**Exercise material**
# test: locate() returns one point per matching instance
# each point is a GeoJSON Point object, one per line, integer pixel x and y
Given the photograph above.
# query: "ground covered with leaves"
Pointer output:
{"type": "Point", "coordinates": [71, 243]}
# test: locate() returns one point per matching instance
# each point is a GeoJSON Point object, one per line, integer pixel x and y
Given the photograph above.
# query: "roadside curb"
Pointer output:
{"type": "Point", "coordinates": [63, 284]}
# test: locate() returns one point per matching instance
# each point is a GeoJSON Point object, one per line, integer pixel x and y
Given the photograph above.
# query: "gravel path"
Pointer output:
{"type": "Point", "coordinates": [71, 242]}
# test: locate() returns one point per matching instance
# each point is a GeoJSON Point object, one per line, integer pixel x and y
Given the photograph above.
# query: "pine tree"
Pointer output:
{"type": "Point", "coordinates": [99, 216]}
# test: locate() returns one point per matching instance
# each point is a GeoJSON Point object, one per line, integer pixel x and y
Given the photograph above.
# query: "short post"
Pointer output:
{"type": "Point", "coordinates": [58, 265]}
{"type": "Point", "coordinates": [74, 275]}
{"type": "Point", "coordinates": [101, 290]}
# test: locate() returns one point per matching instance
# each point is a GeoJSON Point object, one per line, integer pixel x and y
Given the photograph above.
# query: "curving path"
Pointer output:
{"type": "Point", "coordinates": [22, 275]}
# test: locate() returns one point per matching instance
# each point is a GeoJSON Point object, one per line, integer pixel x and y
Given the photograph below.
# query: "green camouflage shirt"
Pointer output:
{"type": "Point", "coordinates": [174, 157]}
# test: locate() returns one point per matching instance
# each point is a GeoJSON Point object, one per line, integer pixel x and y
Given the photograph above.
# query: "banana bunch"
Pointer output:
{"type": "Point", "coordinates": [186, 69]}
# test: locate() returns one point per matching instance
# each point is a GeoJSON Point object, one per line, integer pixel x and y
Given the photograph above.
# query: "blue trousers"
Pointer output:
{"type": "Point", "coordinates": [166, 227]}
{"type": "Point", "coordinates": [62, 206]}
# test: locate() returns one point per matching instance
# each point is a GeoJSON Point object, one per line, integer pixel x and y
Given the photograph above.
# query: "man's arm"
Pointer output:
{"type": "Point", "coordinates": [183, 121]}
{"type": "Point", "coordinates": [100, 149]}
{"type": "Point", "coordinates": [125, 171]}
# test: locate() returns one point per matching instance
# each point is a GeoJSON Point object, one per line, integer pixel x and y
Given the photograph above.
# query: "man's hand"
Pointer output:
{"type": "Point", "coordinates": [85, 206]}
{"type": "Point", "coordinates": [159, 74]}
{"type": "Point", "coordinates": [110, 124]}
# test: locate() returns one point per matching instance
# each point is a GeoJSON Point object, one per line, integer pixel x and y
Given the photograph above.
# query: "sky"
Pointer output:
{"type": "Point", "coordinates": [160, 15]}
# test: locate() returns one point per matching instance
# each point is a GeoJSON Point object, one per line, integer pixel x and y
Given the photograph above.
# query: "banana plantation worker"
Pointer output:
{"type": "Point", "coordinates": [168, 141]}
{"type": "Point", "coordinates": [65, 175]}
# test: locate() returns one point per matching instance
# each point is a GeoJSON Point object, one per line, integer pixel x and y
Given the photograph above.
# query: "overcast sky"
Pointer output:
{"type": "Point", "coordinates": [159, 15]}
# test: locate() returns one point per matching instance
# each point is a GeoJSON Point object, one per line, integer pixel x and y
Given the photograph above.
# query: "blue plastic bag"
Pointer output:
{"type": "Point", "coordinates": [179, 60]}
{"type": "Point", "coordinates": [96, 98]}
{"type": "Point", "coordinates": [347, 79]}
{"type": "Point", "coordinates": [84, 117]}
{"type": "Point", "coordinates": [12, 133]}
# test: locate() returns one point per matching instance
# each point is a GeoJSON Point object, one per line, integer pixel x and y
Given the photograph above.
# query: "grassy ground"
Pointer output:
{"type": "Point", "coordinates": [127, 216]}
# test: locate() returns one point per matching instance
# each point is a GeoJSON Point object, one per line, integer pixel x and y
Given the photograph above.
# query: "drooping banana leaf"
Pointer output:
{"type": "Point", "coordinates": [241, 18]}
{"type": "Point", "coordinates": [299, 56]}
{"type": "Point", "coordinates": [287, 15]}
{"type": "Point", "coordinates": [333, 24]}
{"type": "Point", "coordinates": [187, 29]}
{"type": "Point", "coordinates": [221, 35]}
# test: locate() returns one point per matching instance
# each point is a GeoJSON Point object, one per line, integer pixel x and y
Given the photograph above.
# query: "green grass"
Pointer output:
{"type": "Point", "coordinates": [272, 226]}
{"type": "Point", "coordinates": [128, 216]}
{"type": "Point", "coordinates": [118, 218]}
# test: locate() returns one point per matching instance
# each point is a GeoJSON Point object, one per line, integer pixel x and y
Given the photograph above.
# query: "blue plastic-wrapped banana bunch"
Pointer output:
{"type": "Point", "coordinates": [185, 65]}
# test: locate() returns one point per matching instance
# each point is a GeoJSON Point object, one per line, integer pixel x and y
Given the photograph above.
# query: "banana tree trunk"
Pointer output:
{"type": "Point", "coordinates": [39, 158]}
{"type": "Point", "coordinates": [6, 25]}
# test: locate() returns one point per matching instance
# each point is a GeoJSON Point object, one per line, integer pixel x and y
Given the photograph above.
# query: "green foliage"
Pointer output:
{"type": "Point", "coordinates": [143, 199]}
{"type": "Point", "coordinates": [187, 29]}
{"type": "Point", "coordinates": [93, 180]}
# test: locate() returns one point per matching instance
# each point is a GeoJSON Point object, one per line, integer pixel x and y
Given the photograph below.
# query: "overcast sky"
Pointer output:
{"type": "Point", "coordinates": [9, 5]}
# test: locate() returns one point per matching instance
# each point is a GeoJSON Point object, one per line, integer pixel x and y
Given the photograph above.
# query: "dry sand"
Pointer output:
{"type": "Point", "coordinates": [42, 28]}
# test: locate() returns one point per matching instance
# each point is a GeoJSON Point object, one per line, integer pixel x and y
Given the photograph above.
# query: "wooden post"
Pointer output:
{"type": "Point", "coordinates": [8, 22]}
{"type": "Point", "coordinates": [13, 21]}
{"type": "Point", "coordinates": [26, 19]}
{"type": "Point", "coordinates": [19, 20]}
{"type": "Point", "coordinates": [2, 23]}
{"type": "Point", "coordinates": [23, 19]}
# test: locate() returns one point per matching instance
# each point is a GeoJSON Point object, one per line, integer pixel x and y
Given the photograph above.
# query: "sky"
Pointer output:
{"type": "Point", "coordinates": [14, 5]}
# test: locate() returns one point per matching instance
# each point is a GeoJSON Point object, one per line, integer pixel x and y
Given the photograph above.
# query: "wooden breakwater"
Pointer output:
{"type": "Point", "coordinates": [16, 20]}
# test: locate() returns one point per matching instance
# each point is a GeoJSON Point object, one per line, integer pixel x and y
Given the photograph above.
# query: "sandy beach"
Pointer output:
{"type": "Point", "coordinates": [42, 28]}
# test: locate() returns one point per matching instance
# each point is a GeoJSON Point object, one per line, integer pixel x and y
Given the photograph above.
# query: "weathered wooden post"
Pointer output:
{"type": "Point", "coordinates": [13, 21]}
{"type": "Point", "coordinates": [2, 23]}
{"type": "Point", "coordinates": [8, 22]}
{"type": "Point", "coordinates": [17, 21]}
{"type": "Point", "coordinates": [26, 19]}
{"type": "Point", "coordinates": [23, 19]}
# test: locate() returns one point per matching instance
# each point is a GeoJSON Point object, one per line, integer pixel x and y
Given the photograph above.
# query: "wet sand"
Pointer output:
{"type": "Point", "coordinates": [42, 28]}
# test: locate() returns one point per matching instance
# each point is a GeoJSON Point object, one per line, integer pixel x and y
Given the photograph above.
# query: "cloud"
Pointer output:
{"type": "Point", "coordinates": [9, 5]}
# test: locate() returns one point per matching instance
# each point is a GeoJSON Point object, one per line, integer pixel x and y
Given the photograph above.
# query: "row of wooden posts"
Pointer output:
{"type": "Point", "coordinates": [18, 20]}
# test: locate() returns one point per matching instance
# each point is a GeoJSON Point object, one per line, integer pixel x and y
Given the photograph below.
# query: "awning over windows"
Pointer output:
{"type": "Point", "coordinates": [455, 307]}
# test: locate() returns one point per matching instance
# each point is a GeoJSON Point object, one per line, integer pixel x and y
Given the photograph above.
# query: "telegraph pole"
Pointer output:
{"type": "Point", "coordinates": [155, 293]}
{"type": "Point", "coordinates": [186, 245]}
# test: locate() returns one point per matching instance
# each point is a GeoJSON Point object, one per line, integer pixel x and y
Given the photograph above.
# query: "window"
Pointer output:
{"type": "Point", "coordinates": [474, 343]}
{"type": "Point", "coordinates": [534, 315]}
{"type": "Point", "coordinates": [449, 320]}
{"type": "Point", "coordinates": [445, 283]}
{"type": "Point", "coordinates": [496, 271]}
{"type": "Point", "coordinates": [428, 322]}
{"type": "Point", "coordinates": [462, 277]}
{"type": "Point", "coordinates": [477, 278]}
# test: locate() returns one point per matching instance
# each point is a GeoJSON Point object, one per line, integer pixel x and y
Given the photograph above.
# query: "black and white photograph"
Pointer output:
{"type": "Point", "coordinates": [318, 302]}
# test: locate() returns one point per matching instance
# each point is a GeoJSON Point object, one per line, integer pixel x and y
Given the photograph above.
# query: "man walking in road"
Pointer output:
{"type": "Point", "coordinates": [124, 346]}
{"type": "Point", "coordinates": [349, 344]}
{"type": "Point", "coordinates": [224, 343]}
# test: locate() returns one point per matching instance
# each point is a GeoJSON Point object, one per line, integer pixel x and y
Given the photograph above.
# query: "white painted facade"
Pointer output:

**Problem description**
Which lines in the rows above contain the string "plastic"? Gather each one and list them all.

**Exercise response**
# query: "blue plastic bag"
# query: "blue plastic-wrapped banana bunch"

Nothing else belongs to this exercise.